People say that I am crazy...my husband included. :) I realize that I already have 4 children and I am currently going through treatments for breast cancer, but I just can't help myself. I realize the timing is not for right now, but I am holding out hope for the future. I realize that my children will not have everything other children have and they will not get to go everywhere and experience everything that other kids do, but somehow that is not important to me. My heart is elsewhere and I hope that my treasure, while meager here on earth, will be much greater in Heaven someday. If I follow God's heart, I am not worried about His ability to provide!

So, that being said, right now God is whispering to my heart that He can help us to care for another child. I don't know what that might look like, or what the future holds for us, but I am waiting with anticipation to see what the Lord will do!

Sunday, September 5, 2010

Shoes for Orphan Souls

This week at our church we are concluding our Shoes for Orphan Souls shoe drive. It is the first year we have acted as a host drop-off site for shoes. I am particularly excited about this ministry now that I know who they are! It is a ministry of Buckner International. Buckner was an adoption/humanitarian agency that recently joined forces and merged with Dillon International another adoption/humanitarian agency. Dillon is the adoption agency we used for our adoption! Now, Buckner is able to do all the humanitarian side and Dillon handles the adoption side. It makes both agencies able to do so much more!

Please check out the links above. Especially the one for Shoes for Orphan Souls. Since 1999 they have distributed over 2 million pairs of shoes to orphans around the world, while at the same time sharing God's love with the children! What an awesome ministry! Check it out!

Monday, August 23, 2010

Little Man

My little man is growing up so quickly. He is only 2, but seems so grown up sometimes. Maybe having 3 older siblings plays a small part in that, but I am constantly amazed by Micah. He is talking sentences and constantly has us in stitches at his antics, facial expressions and conversations.

Last night he was carrying around my husband's cell phone. When my husband asked for it back, Micah began moving his thumbs all around and said, "No, Dad, I'm texting." When my husband replied, "No, you are not," Micah then said, "I'm checking my e-mail!" Such a little smarty pants! :)

Tomorrow, my other children will all be in school and it will just be Micah and Mommy at home. Already he is missing them. Every morning he begins by asking, "Where's Daddy? School? Class? Singing? Meeting?" Then he proceeds to go down the list..."Where's Hallie? Where's Emma? Where's Nay Nay?" It's going to be a long school year. :)

I must remind myself to make the most of this time with my precious child!

Sunday, August 15, 2010

Mother Teresa

September marks the 100 year anniversary of the birth of Mother Teresa. Time magazine has put out a special issue dedicated to her life. It is a great read and well worth the money. The fact that she spent her life serving in Calcutta, the city of Micah's birth, makes her all the more fascinating to me.

I read in the first couple of pages that she began her ministry in Calcutta at the age of 38. That is my age! Wow. I had to step back and look at my life. Am I living a life devoted to Christ? What would it look like in my family if I were totally devoted to serving and pleasing God as she was? We are not all called to live the life she lived, but we would all do well to live by a wonderful quote of hers...

# [WORK ORDER A]
Answer these questions about the blog excerpt:
(i) Which agency did Buckner International merge with?
(ii) How old is Micah?
(iii) At what age did Mother Teresa begin her ministry in Calcutta?
# [WORK ORDER B]
Transcribe the blog excerpt word for word from "Monday, August 23, 2010" to "expressions and conversations.".

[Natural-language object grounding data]
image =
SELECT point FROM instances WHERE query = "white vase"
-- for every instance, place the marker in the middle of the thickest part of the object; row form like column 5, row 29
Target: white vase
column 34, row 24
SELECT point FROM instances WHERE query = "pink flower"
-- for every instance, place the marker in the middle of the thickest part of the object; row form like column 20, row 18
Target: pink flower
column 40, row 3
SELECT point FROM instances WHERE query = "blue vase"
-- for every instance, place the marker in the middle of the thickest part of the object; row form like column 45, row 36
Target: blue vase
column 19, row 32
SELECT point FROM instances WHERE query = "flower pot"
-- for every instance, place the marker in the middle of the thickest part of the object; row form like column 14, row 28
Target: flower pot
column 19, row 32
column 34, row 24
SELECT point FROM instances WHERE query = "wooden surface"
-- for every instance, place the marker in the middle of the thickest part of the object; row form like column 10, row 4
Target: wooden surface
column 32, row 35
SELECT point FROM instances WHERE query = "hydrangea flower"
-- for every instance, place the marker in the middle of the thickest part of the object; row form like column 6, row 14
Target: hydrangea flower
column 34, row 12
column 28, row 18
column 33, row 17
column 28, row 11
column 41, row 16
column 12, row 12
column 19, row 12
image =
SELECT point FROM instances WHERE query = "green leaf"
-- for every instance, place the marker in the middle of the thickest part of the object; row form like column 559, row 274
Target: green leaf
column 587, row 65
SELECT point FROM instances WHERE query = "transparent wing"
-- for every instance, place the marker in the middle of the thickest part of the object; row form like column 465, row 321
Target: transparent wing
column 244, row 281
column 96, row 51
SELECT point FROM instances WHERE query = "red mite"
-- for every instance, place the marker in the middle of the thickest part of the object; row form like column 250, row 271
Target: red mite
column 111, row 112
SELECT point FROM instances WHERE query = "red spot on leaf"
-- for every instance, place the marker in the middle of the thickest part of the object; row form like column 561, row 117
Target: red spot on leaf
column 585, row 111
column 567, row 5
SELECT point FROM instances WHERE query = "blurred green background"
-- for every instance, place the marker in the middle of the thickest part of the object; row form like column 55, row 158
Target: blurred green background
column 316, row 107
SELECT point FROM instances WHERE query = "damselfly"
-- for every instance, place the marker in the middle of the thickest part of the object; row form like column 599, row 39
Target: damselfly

# [RESPONSE A]
(i) Dillon International
(ii) 2
(iii) 38

# [RESPONSE B]
Monday, August 23, 2010

Little Man

My little man is growing up so quickly. He is only 2, but seems so grown up sometimes. Maybe having 3 older siblings plays a small part in that, but I am constantly amazed by Micah. He is talking sentences and constantly has us in stitches at his antics, facial expressions and conversations.